**Page extract**
Srinagar: Residents of Nawab Bazar locality here staged protest against installation of Smart Meters. Over three-dozen protestors including men, women & children blocked the bridge leading to SMHS hospital near Nawab Bazar, resulting in chaotic traffic along the vital road here.
The agitated people braving strong afternoon sun gathered on the bridge while demanding that the administration remove Smart Meters which they said were installed a month back. With children & women standing & raising slogans against the government’s move, chairs were kept for aged protestors to sit & join the demand.
The protest was taken out around 12:30 pm and lasted till late afternoon with people pledging to come out again until their demands weren’t met. During this time, over 45-vehicles returned back from the bridge including three ambulances that protestors refused to allow through.
This is the fifth protest in the last five days against the installation of ‘Smart Meters’ in Kashmir. Prior to this, people of Hawal, Batamaloo, Chattabal, Umerabad and Sopore staged protests against the move.
As protestors at Nawab Bazar held hands to form a chain, children were ordered to gather pieces of wood with nails on them which were then spread over the parameter, exhibiting the seriousness of their demand, they said.
“Everyone here is living hand to mouth, we cannot pay the huge bills generated by these Smart Meters,” they said in a unified voice.
Citing inflated prices of daily essentials including vegetables, oil and LPG gas, they said it is impossible for them to feed their families and pay huge electricity bills.
Protestors said they would have never allowed officials to install these meters “but they did it discreetly leaving us with no option but to demand the removal of these installations,” said women protestors.

(Natural-language object grounding records)
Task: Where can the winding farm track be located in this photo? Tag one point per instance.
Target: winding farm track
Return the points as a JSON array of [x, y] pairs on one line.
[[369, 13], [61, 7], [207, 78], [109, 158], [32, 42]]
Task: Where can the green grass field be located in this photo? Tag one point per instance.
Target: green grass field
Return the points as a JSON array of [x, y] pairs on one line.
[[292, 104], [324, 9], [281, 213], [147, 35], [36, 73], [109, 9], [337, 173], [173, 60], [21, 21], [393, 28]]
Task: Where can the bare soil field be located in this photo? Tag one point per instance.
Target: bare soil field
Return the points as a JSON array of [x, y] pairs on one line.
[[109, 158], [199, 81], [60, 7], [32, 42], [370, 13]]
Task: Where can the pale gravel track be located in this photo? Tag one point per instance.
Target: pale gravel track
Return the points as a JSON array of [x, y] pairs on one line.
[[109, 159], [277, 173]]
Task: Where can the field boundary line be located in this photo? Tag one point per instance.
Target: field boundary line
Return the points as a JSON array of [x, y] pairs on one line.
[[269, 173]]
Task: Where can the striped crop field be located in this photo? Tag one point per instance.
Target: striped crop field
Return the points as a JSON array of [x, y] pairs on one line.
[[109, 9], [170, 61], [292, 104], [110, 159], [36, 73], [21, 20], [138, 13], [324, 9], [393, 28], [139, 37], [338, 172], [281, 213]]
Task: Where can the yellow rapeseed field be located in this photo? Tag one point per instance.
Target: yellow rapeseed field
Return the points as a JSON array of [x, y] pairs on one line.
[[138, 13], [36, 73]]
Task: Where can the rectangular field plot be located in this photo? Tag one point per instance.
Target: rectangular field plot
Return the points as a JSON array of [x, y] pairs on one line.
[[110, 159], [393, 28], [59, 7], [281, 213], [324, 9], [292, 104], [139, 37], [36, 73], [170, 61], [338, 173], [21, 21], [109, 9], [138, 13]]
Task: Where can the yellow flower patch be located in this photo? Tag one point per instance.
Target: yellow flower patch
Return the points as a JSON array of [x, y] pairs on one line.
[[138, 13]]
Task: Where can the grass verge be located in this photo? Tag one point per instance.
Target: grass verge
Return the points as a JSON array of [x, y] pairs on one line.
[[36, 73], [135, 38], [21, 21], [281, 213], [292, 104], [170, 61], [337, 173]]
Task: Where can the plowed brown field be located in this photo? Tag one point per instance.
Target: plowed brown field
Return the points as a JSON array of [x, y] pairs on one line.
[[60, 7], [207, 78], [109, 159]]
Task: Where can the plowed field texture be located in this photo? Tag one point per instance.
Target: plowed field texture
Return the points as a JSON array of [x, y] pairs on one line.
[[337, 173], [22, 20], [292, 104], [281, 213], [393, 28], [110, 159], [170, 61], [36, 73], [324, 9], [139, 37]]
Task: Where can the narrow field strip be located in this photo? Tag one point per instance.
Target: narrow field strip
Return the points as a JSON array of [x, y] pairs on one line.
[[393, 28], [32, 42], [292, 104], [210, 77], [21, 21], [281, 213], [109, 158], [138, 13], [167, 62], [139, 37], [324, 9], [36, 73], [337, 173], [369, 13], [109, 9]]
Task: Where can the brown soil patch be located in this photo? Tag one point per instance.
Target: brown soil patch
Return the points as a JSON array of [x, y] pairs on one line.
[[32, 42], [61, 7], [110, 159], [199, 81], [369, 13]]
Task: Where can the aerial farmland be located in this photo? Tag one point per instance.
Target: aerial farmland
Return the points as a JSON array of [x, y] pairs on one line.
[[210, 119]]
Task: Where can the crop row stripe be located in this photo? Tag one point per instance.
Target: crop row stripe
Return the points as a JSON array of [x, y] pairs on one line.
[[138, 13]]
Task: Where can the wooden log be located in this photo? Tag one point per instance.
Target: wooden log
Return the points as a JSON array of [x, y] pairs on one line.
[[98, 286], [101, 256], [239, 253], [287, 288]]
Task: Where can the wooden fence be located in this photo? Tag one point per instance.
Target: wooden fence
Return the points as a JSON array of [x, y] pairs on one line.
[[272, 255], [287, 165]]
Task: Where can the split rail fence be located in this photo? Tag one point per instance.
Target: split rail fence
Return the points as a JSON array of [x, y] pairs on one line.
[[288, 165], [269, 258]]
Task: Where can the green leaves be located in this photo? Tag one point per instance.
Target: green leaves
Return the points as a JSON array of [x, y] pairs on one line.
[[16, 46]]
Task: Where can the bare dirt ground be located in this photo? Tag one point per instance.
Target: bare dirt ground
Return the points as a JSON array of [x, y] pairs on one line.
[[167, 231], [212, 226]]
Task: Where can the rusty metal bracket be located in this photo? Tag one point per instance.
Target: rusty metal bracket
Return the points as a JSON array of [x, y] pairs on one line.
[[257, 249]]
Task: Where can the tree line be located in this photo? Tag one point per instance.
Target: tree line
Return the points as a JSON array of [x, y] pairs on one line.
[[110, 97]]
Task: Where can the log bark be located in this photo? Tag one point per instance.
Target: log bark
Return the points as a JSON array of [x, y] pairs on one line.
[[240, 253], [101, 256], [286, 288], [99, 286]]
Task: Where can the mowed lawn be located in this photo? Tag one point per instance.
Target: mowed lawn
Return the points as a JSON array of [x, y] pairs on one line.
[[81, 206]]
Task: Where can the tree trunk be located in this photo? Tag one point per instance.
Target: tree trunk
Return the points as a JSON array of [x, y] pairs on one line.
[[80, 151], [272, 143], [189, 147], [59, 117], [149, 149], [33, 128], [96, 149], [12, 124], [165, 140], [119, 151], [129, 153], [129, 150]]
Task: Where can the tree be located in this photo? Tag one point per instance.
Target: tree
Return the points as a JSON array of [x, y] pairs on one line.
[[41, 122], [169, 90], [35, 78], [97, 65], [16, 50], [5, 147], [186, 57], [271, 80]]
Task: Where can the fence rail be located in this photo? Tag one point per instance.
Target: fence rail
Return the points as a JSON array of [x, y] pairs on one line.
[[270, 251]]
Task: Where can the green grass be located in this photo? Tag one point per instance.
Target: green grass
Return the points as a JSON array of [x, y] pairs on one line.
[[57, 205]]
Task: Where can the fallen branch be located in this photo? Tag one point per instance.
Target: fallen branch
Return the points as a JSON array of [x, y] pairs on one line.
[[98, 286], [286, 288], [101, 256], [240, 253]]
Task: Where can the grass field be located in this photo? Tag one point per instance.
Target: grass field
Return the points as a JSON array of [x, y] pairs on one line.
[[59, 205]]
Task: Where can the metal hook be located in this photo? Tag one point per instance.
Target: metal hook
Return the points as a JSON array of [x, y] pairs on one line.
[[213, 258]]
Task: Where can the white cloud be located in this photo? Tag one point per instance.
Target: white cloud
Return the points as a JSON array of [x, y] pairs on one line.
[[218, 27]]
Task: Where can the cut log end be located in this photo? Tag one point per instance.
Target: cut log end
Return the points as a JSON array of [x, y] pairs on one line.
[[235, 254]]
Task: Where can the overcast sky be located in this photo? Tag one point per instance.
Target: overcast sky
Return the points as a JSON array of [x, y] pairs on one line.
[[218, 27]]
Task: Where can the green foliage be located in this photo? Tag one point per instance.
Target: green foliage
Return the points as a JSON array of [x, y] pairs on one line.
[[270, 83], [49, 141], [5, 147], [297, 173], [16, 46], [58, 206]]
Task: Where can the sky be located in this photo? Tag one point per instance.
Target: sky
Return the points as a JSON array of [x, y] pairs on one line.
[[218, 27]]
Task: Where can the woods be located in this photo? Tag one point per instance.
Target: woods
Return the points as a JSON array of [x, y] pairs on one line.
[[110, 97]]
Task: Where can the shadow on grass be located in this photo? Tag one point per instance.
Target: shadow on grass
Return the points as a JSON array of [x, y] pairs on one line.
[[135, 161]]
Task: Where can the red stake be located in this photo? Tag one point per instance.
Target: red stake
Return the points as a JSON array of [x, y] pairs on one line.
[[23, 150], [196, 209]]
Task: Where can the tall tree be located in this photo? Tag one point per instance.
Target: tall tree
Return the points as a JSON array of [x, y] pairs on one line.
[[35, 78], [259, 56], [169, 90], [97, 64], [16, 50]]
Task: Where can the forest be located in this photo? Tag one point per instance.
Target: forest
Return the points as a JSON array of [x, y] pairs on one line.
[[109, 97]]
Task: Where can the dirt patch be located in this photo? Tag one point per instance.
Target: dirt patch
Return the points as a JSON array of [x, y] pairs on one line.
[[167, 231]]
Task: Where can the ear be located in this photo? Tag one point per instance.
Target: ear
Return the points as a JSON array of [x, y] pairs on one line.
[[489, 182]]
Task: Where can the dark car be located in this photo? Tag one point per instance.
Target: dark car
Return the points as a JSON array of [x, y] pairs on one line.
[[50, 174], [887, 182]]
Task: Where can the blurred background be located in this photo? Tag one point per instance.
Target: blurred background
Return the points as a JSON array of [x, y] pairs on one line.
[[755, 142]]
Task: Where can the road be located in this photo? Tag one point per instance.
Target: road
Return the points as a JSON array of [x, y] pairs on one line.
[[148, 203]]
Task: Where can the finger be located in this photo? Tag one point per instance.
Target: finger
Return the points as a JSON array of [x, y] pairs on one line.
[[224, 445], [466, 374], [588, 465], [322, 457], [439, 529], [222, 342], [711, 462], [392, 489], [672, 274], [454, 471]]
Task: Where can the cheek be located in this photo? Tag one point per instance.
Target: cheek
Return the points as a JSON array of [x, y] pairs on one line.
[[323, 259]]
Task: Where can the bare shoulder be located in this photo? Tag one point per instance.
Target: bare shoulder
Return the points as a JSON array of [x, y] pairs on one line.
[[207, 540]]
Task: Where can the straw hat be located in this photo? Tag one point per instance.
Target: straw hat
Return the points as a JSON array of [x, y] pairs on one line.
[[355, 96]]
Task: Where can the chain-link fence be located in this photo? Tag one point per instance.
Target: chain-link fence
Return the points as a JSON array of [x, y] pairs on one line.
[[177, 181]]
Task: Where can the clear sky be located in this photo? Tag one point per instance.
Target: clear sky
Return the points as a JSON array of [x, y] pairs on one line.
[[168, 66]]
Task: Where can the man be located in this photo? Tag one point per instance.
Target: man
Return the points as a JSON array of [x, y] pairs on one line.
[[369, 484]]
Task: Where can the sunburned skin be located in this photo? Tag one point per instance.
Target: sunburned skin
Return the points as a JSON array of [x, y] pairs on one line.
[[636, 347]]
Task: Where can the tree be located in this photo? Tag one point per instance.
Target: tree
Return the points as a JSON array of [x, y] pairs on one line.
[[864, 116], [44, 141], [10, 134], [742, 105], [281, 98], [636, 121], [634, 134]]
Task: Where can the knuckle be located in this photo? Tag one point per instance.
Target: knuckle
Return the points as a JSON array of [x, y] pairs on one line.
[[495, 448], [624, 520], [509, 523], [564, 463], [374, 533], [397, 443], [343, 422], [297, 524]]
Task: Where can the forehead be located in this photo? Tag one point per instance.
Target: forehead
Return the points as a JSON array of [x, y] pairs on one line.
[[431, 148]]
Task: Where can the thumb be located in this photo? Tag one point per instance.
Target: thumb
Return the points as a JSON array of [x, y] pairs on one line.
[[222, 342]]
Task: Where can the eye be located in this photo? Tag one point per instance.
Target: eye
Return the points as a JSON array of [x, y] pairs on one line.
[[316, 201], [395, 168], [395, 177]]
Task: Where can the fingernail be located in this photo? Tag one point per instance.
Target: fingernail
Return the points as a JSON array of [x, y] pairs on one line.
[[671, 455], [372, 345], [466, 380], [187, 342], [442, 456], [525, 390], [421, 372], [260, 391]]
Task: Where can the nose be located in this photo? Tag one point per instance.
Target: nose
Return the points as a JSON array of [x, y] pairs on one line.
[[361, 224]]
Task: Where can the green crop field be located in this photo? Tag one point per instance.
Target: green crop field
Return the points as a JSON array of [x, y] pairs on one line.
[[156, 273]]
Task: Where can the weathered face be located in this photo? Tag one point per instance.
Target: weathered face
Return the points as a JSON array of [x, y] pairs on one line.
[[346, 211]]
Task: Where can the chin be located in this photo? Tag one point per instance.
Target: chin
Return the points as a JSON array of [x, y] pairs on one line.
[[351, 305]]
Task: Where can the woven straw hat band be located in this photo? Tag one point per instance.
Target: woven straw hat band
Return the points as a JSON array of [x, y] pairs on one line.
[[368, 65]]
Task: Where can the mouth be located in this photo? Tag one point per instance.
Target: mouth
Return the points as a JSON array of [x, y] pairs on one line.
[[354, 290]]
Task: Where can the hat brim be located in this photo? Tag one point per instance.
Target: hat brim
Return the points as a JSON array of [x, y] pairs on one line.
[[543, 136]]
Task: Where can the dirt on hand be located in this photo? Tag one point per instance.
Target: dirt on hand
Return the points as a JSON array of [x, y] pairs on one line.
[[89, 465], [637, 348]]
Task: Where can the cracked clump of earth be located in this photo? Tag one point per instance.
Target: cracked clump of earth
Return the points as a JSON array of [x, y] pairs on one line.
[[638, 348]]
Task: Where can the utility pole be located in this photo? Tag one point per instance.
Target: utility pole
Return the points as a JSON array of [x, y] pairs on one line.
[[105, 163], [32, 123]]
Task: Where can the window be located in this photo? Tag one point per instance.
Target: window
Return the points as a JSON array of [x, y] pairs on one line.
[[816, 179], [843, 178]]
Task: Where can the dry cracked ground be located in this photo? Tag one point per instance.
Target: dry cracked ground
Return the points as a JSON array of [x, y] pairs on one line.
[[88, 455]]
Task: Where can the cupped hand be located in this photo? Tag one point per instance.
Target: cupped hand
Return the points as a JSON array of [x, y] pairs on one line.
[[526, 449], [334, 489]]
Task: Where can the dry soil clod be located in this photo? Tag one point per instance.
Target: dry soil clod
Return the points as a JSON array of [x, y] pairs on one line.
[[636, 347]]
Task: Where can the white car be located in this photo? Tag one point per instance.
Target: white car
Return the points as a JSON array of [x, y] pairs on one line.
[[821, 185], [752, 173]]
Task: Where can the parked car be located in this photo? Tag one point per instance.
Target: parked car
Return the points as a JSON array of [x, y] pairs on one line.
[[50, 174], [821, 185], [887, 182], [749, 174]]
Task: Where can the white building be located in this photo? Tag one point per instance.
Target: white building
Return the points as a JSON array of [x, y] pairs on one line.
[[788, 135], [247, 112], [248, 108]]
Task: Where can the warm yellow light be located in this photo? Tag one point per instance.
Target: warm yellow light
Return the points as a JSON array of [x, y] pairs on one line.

**Task list**
1. Answer these questions from the Nawab Bazar protest report:
(a) At about what time did the protest begin?
(b) What was set out for the aged protestors?
(c) Residents of which places protested against the meters before Nawab Bazar?
2. Continue the report on the Nawab Bazar smart meter protest, starting after its final sentence.

**Responses to the tasks**
1.
(a) Around 12:30 pm.
(b) Chairs.
(c) Hawal, Batamaloo, Chattabal, Umerabad and Sopore.

2.
Asked if officials cut their electricity supply to suppress their demand, dissenters vowed to stay on roads for 24-hours “for as long as it takes.”
They said that before installing these meters, their monthly electricity bills were raised from Rs 800 to Rs 1380. “We were paying that without any resistance then why this injustice,” asked a septuagenarian woman as she sat on the chair with her fist held high.
While they resented the move, they said installing three meters for three families living in a single house is “sheer oppression to people like us who belong from the lowest strata of the society.”
Notwithstanding the continuous resistance displayed by the people from many areas of the Valley against the Kashmir Power Distribution Corporation Limited’s (KPDCL) move to install Smart Meters, J&K LG Manoj Sinha in a recent press conference said, “the consumers have to pay as per the usage of electricity.”
The LG had said that the government of J&K had been “incurring losses due to non-payment of electricity charges by the consumers making the J&K administration take a loan of Rs 31,000 crore from the centre in the last four years to provide electricity to the people of J&K.”